TASK REQUIREMENTS
Count the lines below that contain the word "surface", and give only that number.

RECORD EXCERPTS
----------------------------------------

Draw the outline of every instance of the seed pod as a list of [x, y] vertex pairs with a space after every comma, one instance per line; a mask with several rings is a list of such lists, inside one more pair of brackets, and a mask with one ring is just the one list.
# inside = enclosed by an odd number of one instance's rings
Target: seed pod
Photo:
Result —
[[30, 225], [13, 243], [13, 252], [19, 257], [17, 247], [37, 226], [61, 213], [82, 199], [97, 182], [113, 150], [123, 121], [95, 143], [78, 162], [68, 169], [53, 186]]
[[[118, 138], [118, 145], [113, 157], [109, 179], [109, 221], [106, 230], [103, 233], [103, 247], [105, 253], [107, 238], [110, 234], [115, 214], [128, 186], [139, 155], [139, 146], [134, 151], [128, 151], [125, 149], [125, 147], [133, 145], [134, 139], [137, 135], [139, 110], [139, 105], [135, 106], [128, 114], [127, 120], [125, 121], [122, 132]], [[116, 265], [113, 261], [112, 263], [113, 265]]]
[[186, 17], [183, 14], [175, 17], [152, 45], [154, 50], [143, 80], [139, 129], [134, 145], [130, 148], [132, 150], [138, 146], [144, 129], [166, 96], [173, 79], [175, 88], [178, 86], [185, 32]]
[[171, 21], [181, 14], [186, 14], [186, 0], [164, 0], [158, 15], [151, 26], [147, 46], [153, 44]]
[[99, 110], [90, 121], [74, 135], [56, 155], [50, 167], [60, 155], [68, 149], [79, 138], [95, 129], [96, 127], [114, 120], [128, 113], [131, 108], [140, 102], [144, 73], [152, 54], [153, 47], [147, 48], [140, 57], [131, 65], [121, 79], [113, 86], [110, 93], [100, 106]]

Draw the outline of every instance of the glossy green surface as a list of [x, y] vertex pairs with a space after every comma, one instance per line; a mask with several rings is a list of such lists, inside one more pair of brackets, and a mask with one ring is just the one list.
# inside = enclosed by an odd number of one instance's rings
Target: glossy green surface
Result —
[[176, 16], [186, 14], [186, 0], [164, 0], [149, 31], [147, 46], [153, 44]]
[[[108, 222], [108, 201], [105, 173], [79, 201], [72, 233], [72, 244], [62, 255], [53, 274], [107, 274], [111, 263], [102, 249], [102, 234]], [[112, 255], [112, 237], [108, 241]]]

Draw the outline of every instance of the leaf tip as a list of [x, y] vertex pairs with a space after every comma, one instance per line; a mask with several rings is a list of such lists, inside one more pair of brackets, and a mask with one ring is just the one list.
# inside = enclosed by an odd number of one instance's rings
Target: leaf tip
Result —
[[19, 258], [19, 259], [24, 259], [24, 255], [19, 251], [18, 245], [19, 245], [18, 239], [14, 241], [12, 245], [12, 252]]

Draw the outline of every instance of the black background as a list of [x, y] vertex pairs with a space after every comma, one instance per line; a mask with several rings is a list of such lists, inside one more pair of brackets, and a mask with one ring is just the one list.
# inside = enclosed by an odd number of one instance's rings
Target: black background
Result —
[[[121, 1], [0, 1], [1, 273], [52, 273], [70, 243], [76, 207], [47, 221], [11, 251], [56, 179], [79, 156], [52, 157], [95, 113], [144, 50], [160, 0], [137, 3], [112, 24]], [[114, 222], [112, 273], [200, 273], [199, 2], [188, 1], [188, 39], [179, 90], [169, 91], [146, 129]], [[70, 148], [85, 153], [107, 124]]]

----------------------------------------

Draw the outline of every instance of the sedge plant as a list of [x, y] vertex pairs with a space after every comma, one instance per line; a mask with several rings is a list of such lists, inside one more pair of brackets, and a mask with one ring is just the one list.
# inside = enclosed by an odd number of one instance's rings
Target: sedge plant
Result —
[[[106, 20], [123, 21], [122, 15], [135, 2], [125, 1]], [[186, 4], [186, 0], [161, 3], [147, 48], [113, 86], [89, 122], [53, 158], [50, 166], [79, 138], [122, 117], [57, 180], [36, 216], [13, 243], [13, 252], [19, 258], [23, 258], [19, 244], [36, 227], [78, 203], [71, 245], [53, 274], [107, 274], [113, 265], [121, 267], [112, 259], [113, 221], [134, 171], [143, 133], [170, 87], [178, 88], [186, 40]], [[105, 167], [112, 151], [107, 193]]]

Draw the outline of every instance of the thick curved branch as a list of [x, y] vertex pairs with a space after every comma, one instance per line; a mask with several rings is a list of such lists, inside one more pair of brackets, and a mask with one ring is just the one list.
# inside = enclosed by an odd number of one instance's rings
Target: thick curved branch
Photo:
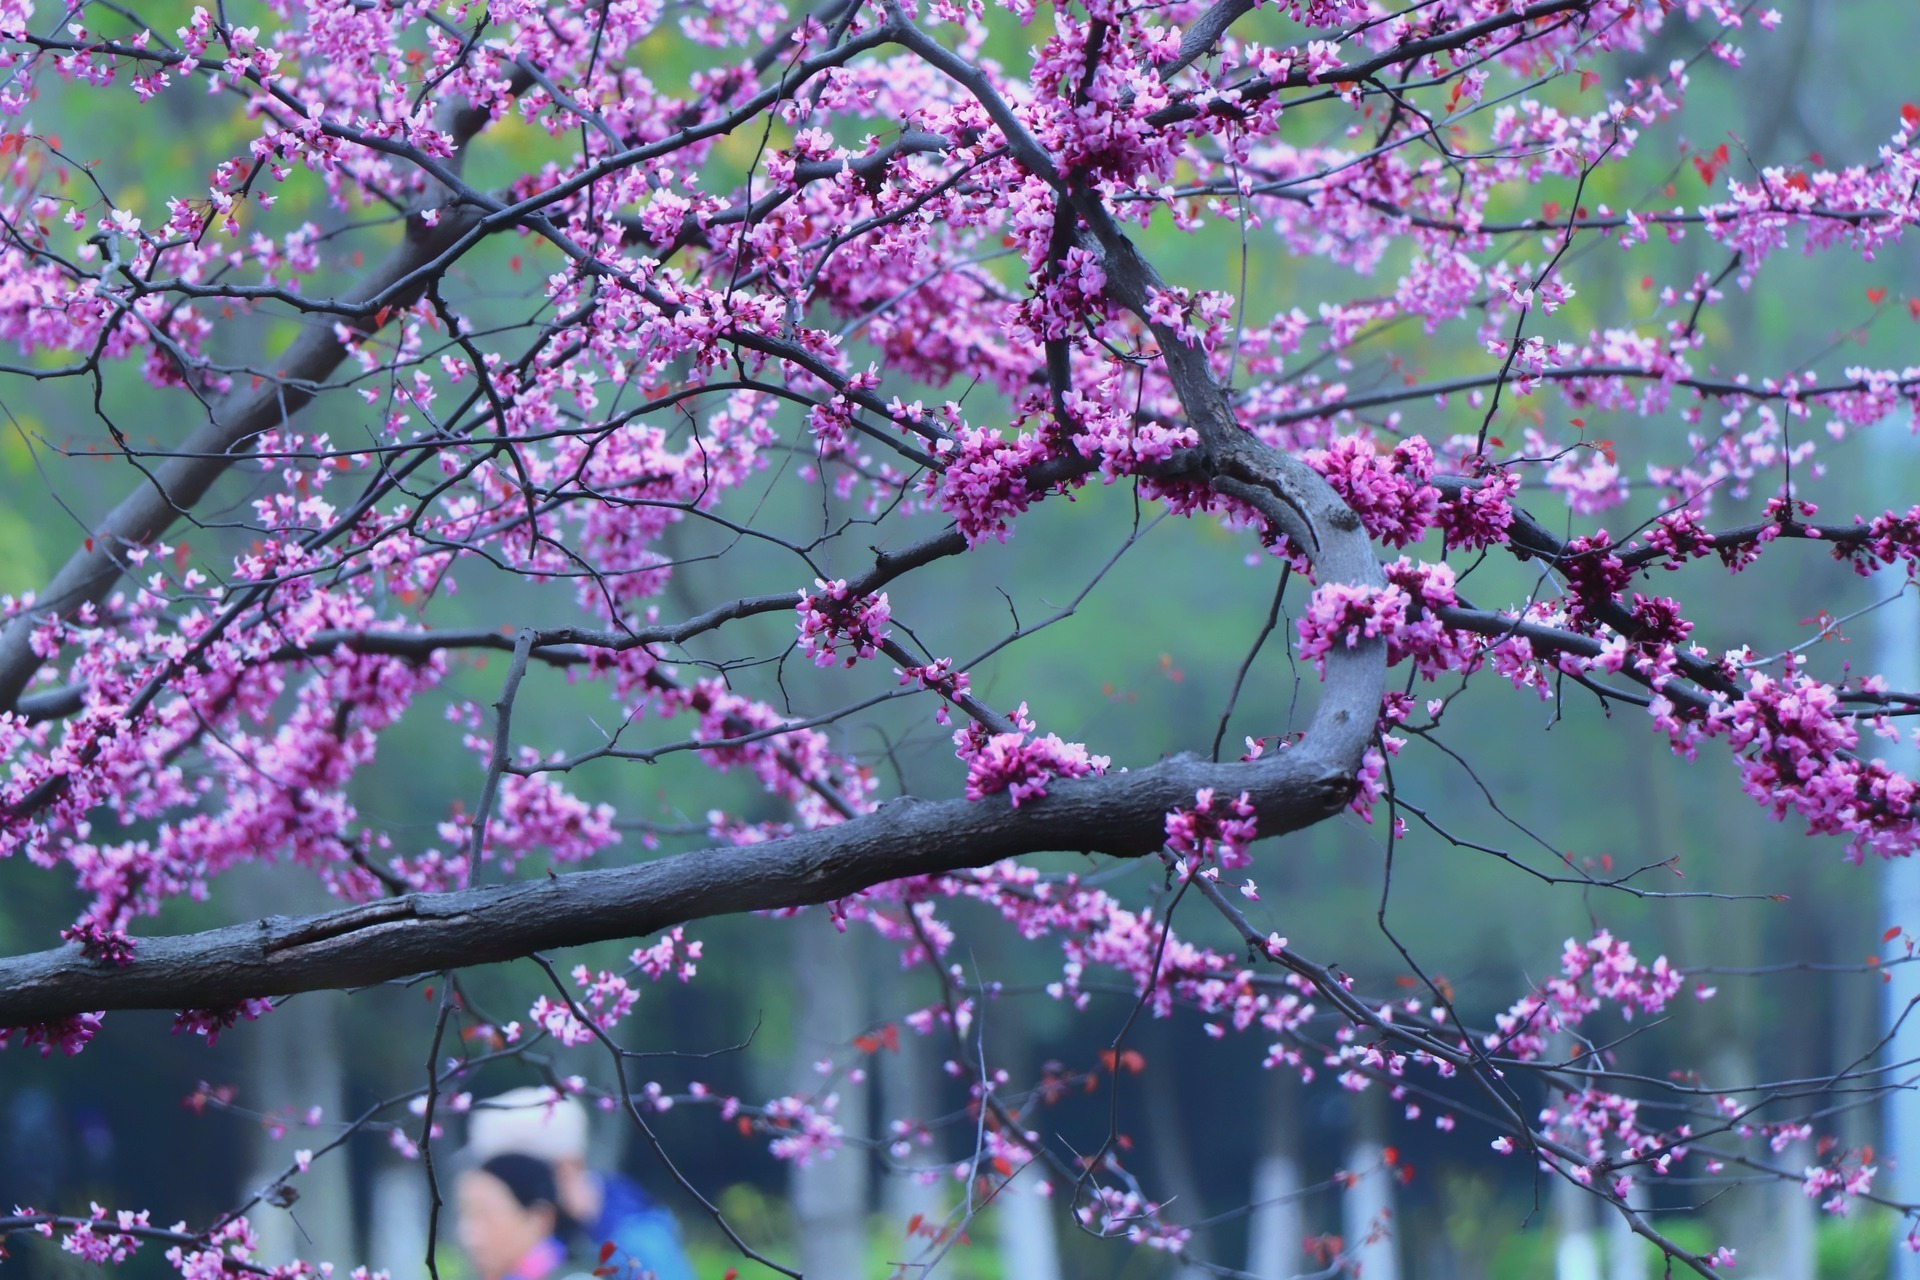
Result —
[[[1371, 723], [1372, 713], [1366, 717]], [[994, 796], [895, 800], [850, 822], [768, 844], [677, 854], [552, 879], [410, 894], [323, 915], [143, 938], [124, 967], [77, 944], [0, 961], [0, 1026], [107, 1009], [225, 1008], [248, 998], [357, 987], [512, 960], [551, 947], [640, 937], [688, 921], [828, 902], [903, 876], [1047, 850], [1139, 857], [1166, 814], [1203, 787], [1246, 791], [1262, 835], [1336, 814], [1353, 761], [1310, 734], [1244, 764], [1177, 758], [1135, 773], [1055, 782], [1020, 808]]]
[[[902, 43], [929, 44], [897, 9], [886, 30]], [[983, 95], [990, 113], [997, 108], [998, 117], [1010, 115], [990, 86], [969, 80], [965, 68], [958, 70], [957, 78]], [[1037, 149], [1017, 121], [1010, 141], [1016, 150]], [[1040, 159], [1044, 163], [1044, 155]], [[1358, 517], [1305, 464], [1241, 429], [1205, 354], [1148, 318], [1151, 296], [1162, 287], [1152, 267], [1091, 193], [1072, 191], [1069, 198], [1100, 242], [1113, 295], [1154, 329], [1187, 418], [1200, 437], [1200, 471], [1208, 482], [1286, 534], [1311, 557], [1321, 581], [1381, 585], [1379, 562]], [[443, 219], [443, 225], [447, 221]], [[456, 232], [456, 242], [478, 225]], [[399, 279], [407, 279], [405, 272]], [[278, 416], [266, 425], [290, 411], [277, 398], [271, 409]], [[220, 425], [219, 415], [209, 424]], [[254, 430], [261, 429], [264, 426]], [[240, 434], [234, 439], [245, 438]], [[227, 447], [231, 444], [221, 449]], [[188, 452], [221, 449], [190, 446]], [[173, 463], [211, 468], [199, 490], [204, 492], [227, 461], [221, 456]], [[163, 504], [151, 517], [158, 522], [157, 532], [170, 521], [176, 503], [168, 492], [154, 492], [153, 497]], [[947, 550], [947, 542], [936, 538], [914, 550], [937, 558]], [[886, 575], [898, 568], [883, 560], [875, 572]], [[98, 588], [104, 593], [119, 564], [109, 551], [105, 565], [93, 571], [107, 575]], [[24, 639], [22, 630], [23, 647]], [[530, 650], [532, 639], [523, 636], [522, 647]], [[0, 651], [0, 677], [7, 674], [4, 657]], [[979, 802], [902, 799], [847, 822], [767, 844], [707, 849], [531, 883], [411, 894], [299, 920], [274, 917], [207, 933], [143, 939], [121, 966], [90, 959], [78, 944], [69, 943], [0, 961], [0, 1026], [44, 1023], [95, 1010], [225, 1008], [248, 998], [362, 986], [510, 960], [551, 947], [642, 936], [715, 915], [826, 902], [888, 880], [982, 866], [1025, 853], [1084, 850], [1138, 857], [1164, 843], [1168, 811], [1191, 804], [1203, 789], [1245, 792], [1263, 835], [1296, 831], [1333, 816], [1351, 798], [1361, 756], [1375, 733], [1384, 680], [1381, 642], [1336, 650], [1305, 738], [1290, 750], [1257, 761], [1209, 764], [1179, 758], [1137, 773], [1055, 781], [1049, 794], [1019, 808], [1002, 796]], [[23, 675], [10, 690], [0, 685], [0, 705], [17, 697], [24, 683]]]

----------------------------------------

RESULT
2